**LIST OF TASKS**
**a)** Can you reproduce the passage on the Sa'ami and the Black Death word for word, starting with "(Which means, death" and going on through "week before Ramadan."?
**b)** How would this sentence from the passage on the Sa'ami and the Black Death read in Spanish: "The last farms made vacant by plague were opened up by Sa'ami settlers from the far North in the mid 1700s."?

*** Opening of GIVEN TEXT ***

Virulence as a measure of deaths, or deaths of infected persons?
(Which means, death rate per population infected, or death rate of the population with cause unknown. Either definition works here.)
Consequently the tax authorities came up with a scheme of hiring Sa'ami to open up farms to the South where all the Norse people had died. They also had Sa'ami take over fishing boats, forests, etc.
The last farms made vacant by plague were opened up by Sa'ami settlers from the far North in the mid 1700s.
That was about 350 years worth of difference.
(Subtle nuances between different sorts of expressions of death rate are rather meaningless in this situation).
Roughly, the Sa'ami appear not to have been affected by the Black Death while the Norse were slaughtered like lambs in a Kosovan slaughter house the week before Ramadan.
Given that the Sa'ami have substantial and significant genetic differences from the Norse, and a myriad of epigenetic differences, you almost have to suspect the Sa'ami had a pre-existing genetic difference that protected them against Black Death whatever it might have been.
From the Sa'ami point of view the relocation back to the South was a mixed blessing. On the one hand the entire Sa'ami population was able to move firmly into the Iron age, but on the other they began to lose their distinct cultural identity (Little Red Man, Herb Woman, Reindeer Man), but not their genome ~ and it's only recently that it's been rediscovered.

*** Close of GIVEN TEXT ***
*** Opening of PROVIDED INFORMATION ***

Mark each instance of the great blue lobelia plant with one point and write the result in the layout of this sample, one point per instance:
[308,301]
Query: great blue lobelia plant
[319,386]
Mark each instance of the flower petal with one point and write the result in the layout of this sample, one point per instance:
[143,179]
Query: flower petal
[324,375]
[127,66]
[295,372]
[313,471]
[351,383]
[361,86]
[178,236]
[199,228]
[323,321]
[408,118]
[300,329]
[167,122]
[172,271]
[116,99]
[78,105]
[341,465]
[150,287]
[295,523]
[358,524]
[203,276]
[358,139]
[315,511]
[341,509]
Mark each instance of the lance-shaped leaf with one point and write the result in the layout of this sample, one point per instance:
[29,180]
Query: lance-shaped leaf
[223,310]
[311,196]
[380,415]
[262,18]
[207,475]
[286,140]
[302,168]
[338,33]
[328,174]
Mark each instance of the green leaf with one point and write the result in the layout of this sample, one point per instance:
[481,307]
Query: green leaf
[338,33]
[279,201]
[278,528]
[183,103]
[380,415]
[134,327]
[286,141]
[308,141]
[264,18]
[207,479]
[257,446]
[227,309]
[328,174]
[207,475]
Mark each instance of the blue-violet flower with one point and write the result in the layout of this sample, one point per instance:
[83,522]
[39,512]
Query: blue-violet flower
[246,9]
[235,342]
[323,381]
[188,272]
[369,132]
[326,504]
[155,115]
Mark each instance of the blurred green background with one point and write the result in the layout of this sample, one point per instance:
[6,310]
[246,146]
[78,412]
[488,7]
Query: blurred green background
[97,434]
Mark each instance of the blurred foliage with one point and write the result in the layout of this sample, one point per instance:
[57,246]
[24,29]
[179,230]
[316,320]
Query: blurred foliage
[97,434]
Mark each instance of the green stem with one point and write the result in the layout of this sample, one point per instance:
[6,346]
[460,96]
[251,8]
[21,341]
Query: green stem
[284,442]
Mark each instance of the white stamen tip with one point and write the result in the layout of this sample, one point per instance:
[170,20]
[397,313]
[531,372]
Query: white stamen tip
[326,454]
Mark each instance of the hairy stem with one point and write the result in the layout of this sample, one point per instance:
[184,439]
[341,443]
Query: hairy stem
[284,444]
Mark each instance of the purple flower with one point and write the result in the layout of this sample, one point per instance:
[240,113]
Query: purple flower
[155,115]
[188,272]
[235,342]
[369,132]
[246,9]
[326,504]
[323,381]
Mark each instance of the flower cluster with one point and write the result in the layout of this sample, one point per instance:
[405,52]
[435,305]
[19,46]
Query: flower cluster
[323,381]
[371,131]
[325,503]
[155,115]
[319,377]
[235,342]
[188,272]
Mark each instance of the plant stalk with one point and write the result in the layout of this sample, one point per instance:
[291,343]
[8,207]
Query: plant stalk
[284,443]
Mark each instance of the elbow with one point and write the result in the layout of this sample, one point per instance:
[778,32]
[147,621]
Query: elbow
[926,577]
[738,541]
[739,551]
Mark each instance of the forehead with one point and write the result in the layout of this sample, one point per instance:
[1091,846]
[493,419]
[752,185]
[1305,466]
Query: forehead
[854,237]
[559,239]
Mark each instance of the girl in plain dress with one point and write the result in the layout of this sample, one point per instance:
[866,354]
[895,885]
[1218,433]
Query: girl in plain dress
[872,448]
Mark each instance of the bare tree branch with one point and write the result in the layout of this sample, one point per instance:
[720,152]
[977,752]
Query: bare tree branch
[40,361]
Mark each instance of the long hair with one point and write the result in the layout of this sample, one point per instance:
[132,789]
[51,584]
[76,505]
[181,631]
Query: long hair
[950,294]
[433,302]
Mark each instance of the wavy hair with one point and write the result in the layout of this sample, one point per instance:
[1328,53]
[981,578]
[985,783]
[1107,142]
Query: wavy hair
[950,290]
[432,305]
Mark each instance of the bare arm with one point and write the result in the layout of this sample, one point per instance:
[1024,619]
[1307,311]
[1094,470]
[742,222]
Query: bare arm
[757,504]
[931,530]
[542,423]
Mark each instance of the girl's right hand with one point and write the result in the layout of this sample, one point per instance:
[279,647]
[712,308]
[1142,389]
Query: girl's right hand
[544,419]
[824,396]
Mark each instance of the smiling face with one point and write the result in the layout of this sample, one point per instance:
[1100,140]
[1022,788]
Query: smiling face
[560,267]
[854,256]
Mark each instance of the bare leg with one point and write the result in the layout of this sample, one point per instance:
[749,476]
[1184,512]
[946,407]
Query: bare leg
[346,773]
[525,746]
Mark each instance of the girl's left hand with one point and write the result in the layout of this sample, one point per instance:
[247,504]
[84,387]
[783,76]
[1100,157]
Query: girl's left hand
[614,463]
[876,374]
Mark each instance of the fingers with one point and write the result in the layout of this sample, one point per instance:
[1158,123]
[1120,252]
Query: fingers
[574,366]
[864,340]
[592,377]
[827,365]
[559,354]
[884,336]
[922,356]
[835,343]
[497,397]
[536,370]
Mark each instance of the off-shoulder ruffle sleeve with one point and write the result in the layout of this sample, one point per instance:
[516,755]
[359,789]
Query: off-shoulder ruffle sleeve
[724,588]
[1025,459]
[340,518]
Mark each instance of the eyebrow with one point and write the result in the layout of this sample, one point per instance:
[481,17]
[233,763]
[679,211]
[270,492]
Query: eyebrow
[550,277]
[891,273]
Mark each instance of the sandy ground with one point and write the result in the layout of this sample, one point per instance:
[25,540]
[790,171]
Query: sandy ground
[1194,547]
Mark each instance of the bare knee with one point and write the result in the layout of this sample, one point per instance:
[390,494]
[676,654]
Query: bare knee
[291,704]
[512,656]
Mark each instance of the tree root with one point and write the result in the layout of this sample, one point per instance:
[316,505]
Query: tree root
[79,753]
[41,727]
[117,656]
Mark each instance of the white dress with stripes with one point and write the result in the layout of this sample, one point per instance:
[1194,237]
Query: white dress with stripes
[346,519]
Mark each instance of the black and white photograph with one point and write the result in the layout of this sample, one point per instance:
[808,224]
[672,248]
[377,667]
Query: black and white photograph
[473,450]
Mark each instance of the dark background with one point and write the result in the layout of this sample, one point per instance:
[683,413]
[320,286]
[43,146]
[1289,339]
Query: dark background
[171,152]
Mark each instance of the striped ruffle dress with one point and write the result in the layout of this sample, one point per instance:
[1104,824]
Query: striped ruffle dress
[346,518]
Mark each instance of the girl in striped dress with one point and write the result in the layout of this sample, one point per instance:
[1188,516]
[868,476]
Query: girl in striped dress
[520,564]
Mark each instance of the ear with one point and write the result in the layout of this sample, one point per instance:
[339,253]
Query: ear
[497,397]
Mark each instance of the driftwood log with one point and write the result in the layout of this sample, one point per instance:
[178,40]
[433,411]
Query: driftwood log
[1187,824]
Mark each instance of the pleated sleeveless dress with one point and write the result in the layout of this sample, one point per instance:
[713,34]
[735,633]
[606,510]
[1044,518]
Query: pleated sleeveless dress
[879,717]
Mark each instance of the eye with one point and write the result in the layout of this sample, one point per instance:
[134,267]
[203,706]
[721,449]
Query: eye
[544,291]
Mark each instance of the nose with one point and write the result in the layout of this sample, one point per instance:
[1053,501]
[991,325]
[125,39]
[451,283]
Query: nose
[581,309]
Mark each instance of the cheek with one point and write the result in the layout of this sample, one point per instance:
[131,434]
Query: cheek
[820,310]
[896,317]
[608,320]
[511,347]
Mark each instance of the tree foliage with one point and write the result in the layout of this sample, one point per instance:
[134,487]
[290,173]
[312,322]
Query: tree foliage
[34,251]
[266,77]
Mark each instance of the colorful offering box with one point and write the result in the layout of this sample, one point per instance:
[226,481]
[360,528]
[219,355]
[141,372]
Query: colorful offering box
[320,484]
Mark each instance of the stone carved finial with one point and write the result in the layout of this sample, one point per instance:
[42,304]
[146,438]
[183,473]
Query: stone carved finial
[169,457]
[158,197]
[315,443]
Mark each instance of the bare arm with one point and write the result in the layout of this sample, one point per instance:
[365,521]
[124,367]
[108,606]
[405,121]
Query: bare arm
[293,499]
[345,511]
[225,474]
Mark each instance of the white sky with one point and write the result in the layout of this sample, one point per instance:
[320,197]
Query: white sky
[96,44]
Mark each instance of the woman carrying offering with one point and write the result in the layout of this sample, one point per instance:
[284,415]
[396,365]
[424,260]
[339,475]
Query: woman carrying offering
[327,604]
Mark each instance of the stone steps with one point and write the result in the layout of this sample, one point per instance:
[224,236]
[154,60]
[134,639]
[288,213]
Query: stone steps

*** Close of PROVIDED INFORMATION ***

**RESPONSES BY ITEM NUMBER**
**a)**
(Which means, death rate per population infected, or death rate of the population with cause unknown. Either definition works here.)
Consequently the tax authorities came up with a scheme of hiring Sa'ami to open up farms to the South where all the Norse people had died. They also had Sa'ami take over fishing boats, forests, etc.
The last farms made vacant by plague were opened up by Sa'ami settlers from the far North in the mid 1700s.
That was about 350 years worth of difference.
(Subtle nuances between different sorts of expressions of death rate are rather meaningless in this situation).
Roughly, the Sa'ami appear not to have been affected by the Black Death while the Norse were slaughtered like lambs in a Kosovan slaughter house the week before Ramadan.

**b)** Las últimas granjas que la peste dejó vacías fueron abiertas por colonos sa'ami del extremo norte a mediados del siglo XVIII.